Required actions:
[A] Repeat word for word the part of the passage about Mark's career change that starts at "Mark’s phone rang" and ends at "a sought-after contact.".
[B] Write the next part of the passage about Mark's career change, picking up after its last sentence.

Extract to read:
His story: for twenty years Mark moved up through the ranks at a manufacturer of health and wellness products, eventually becoming a vice-president. At forty-five, he made a long-anticipated career change. He started his own consulting business, advising retailers on how to develop products for this market.
Mark’s phone rang constantly in his old corporate job. He received daily invitations to speak, participate in panel discussions, and meet with the press. He thought this visibility would automatically continue, not realizing that it was his position at a well-known company that made him a sought-after contact.
Most of us have a bias towards preserving the status quo – the way things are and have always been. That tendency is exaggerated when we’re faced with multiple options. For Mark, it was far easier to assume that people would continue to seek him out than it was to weigh an array of new decisions: “Do I need to overhaul my website? Should I hire a publicist? Should I buy ads in business magazines? Should I look into direct mail advertising?”

[Dataset records]
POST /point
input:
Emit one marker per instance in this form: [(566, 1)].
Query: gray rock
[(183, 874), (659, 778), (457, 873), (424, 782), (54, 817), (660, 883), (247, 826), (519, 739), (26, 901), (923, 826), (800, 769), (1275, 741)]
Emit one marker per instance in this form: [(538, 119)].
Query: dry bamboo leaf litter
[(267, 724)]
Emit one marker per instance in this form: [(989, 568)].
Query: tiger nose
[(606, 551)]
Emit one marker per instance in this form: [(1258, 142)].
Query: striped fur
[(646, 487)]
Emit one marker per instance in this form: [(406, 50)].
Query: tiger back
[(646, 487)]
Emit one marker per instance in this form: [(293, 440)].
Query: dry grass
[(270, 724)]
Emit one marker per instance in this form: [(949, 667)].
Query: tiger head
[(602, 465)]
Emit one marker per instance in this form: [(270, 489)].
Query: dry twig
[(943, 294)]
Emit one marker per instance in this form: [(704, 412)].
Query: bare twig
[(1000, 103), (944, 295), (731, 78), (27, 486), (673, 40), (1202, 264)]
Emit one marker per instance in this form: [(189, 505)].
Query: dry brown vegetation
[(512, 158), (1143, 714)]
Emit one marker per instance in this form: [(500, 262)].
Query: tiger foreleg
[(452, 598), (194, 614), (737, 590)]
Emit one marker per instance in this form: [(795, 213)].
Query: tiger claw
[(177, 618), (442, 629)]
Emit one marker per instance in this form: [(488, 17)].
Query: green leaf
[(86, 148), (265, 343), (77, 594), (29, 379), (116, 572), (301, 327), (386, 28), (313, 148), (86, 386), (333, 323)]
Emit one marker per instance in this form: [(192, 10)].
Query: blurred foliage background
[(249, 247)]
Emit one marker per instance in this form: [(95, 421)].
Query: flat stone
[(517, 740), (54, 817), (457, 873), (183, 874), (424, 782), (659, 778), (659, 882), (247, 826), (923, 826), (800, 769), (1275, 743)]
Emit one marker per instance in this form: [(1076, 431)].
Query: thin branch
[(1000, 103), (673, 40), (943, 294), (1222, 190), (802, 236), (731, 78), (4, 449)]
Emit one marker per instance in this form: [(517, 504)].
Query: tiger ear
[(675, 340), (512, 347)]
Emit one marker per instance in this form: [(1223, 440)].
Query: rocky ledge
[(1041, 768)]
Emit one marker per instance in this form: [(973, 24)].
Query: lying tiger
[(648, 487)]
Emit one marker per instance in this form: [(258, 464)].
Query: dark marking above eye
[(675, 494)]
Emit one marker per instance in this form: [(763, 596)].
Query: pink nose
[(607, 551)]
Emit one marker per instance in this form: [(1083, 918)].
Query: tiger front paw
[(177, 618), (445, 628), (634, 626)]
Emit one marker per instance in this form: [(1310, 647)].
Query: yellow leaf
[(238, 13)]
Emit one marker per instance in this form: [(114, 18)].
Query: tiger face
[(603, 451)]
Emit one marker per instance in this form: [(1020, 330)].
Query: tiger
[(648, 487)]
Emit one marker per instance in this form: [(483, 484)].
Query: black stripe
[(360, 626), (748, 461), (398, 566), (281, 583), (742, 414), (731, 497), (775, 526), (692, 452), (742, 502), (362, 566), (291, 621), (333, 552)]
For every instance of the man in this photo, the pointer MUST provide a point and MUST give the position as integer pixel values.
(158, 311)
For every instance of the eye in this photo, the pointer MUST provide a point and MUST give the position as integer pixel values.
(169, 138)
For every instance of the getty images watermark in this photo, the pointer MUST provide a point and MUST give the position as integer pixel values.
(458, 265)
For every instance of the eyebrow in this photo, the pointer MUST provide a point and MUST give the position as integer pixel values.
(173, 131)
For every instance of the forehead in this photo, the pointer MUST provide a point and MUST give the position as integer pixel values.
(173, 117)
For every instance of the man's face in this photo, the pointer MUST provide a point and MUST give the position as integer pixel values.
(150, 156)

Results for each task:
[A]
Mark’s phone rang constantly in his old corporate job. He received daily invitations to speak, participate in panel discussions, and meet with the press. He thought this visibility would automatically continue, not realizing that it was his position at a well-known company that made him a sought-after contact.

[B]
Once we helped him figure out who his target clients should be, we were able to rule out several marketing possibilities and prioritize others so that he could finally get traction in his efforts to win new clients.
4) The “Feelings” Trap
How you feel should be part of every business decision. But it shouldn’t make the decision.
Elaine and her business partner came to us with what we felt was a very sensible goal. They were passionate and excited about starting a yoga therapy practice – but sensibly, they wanted to avoid racking up serious debt. We began brainstorming with them on a methodical plan to build a client list, locate affordable facilities, and recruit qualified part-time staff.
About 35 days into the project, they called us, thrilled to announce that they had decided to launch their business with a bang. They had cashed out 401K accounts and taken other actions to come up with about $70,000 in loans. With that funding, they signed an upscale storefront lease (with payments to start immediately!) and hired a contractor to remodel, paid $7000 for a website and $6000 for exquisite marketing materials.
Unfortunately, their enthusiasm led them into a maze of problems. The lease and buildout took months to finish. Meanwhile, they had never finished their client marketing plan. So for six months they had to keep writing checks to landlords and contractors while they had no significant client income. While our original plan allowed them to leave their prior jobs and focus on the new business, the cash burn rate meant that they couldn’t make that change. Burning the candle at both ends meant excruciatingly slow progress for the new business.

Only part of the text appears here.